*Given problem*
Render the records below as a Markdown table with two columns, No. and Line: one row per line of text, numbered in order, with blank lines skipped. Leave the pictures out of the table.

*Task inputs*
** START **

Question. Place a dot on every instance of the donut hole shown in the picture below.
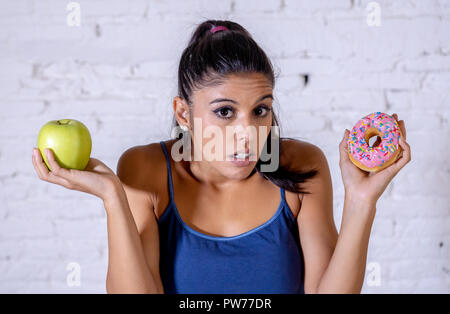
(372, 137)
(374, 141)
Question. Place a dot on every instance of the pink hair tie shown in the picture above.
(218, 29)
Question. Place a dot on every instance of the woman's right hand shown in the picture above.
(96, 179)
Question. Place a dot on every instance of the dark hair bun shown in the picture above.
(203, 30)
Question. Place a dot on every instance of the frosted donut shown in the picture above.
(376, 157)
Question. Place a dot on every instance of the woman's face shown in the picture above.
(233, 117)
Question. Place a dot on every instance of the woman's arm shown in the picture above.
(133, 238)
(346, 269)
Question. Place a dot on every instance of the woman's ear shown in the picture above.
(181, 110)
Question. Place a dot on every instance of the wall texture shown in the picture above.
(117, 73)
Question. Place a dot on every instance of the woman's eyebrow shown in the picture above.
(235, 102)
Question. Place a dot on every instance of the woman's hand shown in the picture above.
(366, 186)
(96, 179)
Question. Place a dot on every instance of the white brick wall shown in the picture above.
(117, 73)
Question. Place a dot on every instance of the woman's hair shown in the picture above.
(209, 58)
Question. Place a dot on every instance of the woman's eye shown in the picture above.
(262, 111)
(224, 112)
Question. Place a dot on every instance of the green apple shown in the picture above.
(69, 140)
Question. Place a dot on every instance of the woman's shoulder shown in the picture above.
(142, 165)
(300, 155)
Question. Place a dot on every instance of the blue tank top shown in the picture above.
(266, 259)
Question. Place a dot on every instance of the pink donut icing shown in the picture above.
(376, 156)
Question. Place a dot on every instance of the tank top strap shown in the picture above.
(283, 196)
(169, 170)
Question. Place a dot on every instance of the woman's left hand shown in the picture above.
(369, 186)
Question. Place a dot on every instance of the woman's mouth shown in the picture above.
(241, 159)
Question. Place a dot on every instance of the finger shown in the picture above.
(395, 116)
(343, 147)
(56, 169)
(96, 166)
(401, 124)
(43, 172)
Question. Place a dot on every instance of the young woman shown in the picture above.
(221, 226)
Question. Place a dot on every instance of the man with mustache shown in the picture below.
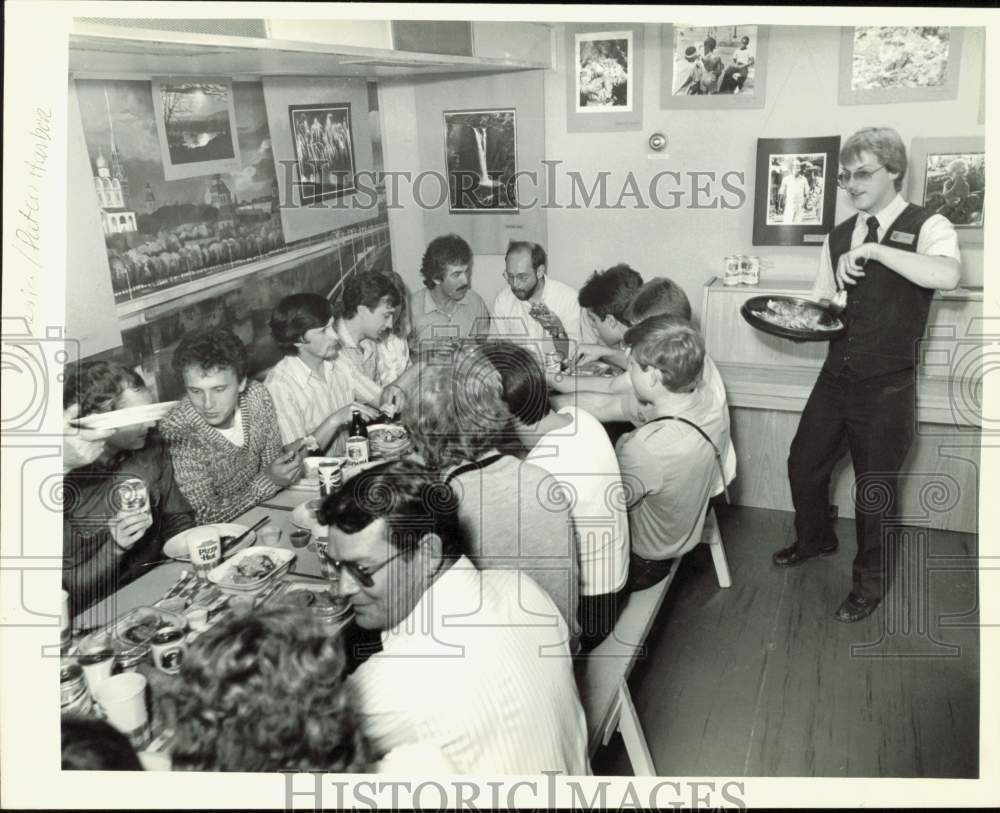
(889, 258)
(447, 308)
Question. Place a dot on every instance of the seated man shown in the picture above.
(671, 464)
(573, 447)
(447, 307)
(471, 662)
(367, 316)
(314, 392)
(105, 544)
(539, 312)
(223, 435)
(604, 299)
(458, 421)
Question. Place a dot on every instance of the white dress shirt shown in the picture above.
(512, 318)
(472, 672)
(937, 237)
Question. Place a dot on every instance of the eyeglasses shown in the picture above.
(859, 175)
(520, 279)
(361, 574)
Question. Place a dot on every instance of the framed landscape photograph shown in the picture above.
(885, 64)
(481, 156)
(948, 177)
(604, 78)
(713, 67)
(324, 151)
(196, 123)
(796, 194)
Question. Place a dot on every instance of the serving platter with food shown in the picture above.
(793, 317)
(229, 533)
(251, 568)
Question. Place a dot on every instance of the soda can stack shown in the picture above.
(732, 272)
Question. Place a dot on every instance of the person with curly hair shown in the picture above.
(103, 547)
(461, 426)
(224, 438)
(263, 691)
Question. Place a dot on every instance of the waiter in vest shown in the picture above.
(889, 258)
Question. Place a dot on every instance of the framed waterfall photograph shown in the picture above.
(481, 158)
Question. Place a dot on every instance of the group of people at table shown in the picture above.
(482, 564)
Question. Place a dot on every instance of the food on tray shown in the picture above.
(797, 316)
(254, 567)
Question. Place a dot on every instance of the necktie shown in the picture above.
(872, 236)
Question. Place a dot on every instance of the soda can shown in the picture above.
(733, 273)
(131, 495)
(331, 476)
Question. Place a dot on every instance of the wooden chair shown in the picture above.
(602, 675)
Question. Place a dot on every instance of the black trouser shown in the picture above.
(873, 418)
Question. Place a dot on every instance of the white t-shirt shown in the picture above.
(580, 456)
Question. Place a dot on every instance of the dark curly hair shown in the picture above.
(296, 314)
(449, 249)
(263, 691)
(212, 348)
(97, 385)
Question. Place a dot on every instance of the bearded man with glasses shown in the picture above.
(885, 263)
(474, 662)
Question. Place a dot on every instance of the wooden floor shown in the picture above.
(761, 680)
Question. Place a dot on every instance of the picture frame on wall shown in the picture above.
(948, 177)
(323, 145)
(796, 190)
(196, 124)
(481, 159)
(722, 67)
(889, 64)
(604, 78)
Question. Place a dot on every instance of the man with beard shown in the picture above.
(535, 310)
(447, 307)
(314, 392)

** END **

*Expected output*
| No. | Line |
|---|---|
| 1 | Question. Place a dot on every instance of the donut hole shown in the picture below. |
| 2 | (372, 137) |
| 3 | (374, 141) |
| 4 | Question. Place a dot on every instance of the pink hair tie shown in the picture above. |
| 5 | (218, 29) |
| 6 | Question. Place a dot on every instance of the woman's right hand shown in the picture above. |
| 7 | (96, 179) |
| 8 | Question. Place a dot on every instance of the dark hair bun shown in the picture above. |
| 9 | (203, 30) |
| 10 | Question. Place a dot on every instance of the frosted donut shown in the picture above. |
| 11 | (376, 157) |
| 12 | Question. Place a dot on every instance of the woman's face shown in the picture above. |
| 13 | (233, 117) |
| 14 | Question. Place a dot on every instance of the woman's arm shown in the picture above. |
| 15 | (133, 238) |
| 16 | (346, 269) |
| 17 | Question. Place a dot on every instance of the woman's ear shown in the picture above. |
| 18 | (181, 110) |
| 19 | Question. Place a dot on every instance of the wall texture shown in the picture above. |
| 20 | (117, 73) |
| 21 | Question. Place a dot on every instance of the woman's eyebrow shown in the picture above. |
| 22 | (235, 102) |
| 23 | Question. Place a dot on every instance of the woman's hand shown in the picture above. |
| 24 | (366, 186) |
| 25 | (96, 179) |
| 26 | Question. Place a dot on every instance of the white brick wall shown in the picture above. |
| 27 | (117, 73) |
| 28 | Question. Place a dot on every instance of the woman's hair shown in the picture above. |
| 29 | (209, 58) |
| 30 | Question. Place a dot on every instance of the woman's eye shown in the picture above. |
| 31 | (262, 111) |
| 32 | (224, 112) |
| 33 | Question. Place a dot on every instance of the green apple shown in the picture above. |
| 34 | (69, 140) |
| 35 | Question. Place a dot on every instance of the woman's shoulder shown in the picture above. |
| 36 | (142, 165) |
| 37 | (300, 155) |
| 38 | Question. Place a dot on every instance of the blue tank top shown in the picture above. |
| 39 | (266, 259) |
| 40 | Question. Place a dot on every instance of the pink donut icing shown in the picture above. |
| 41 | (376, 156) |
| 42 | Question. Place a dot on every instance of the tank top strap shown in the picture above. |
| 43 | (283, 196) |
| 44 | (169, 170) |
| 45 | Question. Place a dot on every instance of the woman's left hand shown in the picture above. |
| 46 | (369, 186) |
| 47 | Question. Place a dot on every instance of the woman's mouth shown in the picture above. |
| 48 | (241, 159) |
| 49 | Question. Place a dot on every instance of the finger shown in the picture above. |
| 50 | (395, 116) |
| 51 | (343, 147) |
| 52 | (56, 169) |
| 53 | (96, 166) |
| 54 | (401, 124) |
| 55 | (43, 172) |
| 56 | Question. Place a dot on every instance of the young woman shown in the picture above. |
| 57 | (221, 226) |
| 58 | Question. Place a dot on every instance of the man with mustache shown in the picture below. |
| 59 | (889, 258) |
| 60 | (447, 308) |
| 61 | Question. Place a dot on every instance of the seated man shown in the picture above. |
| 62 | (671, 464) |
| 63 | (573, 447) |
| 64 | (447, 307) |
| 65 | (471, 662) |
| 66 | (367, 316) |
| 67 | (314, 392) |
| 68 | (105, 544) |
| 69 | (539, 312) |
| 70 | (223, 435) |
| 71 | (604, 299) |
| 72 | (458, 421) |
| 73 | Question. Place a dot on every instance of the white dress shirt shown in the picture above. |
| 74 | (512, 318) |
| 75 | (472, 672) |
| 76 | (937, 237) |
| 77 | Question. Place a dot on every instance of the eyeglasses shown in the picture above. |
| 78 | (859, 175) |
| 79 | (520, 279) |
| 80 | (361, 574) |
| 81 | Question. Place a dot on every instance of the framed landscape photograph shown in the picture above. |
| 82 | (885, 64) |
| 83 | (481, 156) |
| 84 | (948, 177) |
| 85 | (604, 78) |
| 86 | (713, 67) |
| 87 | (324, 151) |
| 88 | (196, 123) |
| 89 | (796, 194) |
| 90 | Question. Place a dot on every instance of the serving platter with food shown in the picture above. |
| 91 | (793, 317) |
| 92 | (229, 533) |
| 93 | (251, 568) |
| 94 | Question. Place a dot on every instance of the soda can stack shown in the picture above. |
| 95 | (732, 272) |
| 96 | Question. Place a dot on every instance of the person with curly hair shown in the picture above. |
| 97 | (103, 547) |
| 98 | (461, 426) |
| 99 | (224, 438) |
| 100 | (263, 691) |
| 101 | Question. Place a dot on every instance of the waiter in vest shown in the picture above. |
| 102 | (889, 258) |
| 103 | Question. Place a dot on every instance of the framed waterfall photograph shown in the picture above. |
| 104 | (481, 158) |
| 105 | Question. Place a dot on every instance of the group of people at table shown in the picture above. |
| 106 | (482, 564) |
| 107 | Question. Place a dot on every instance of the food on tray shown in the picture above. |
| 108 | (797, 316) |
| 109 | (254, 567) |
| 110 | Question. Place a dot on every instance of the necktie shown in the picture above. |
| 111 | (872, 236) |
| 112 | Question. Place a dot on every instance of the soda can shown in the picture above. |
| 113 | (733, 273) |
| 114 | (131, 495) |
| 115 | (331, 476) |
| 116 | Question. Place a dot on every instance of the wooden chair shown in the picture above. |
| 117 | (602, 675) |
| 118 | Question. Place a dot on every instance of the black trouser shown in the picture above. |
| 119 | (873, 418) |
| 120 | Question. Place a dot on every instance of the white t-shirt shown in the picture above. |
| 121 | (580, 456) |
| 122 | Question. Place a dot on every instance of the dark curly hair shown in the picture above. |
| 123 | (296, 314) |
| 124 | (449, 249) |
| 125 | (263, 691) |
| 126 | (212, 348) |
| 127 | (97, 385) |
| 128 | Question. Place a dot on every instance of the bearded man with glasses shown in the picture above. |
| 129 | (885, 263) |
| 130 | (474, 662) |
| 131 | Question. Place a dot on every instance of the wooden floor shown in the picture above. |
| 132 | (761, 680) |
| 133 | Question. Place a dot on every instance of the picture frame on wall shown in the picture above. |
| 134 | (948, 177) |
| 135 | (323, 145) |
| 136 | (796, 190) |
| 137 | (196, 124) |
| 138 | (481, 159) |
| 139 | (722, 67) |
| 140 | (889, 64) |
| 141 | (604, 78) |
| 142 | Question. Place a dot on every instance of the man with beard shown in the picture above. |
| 143 | (535, 310) |
| 144 | (447, 307) |
| 145 | (314, 392) |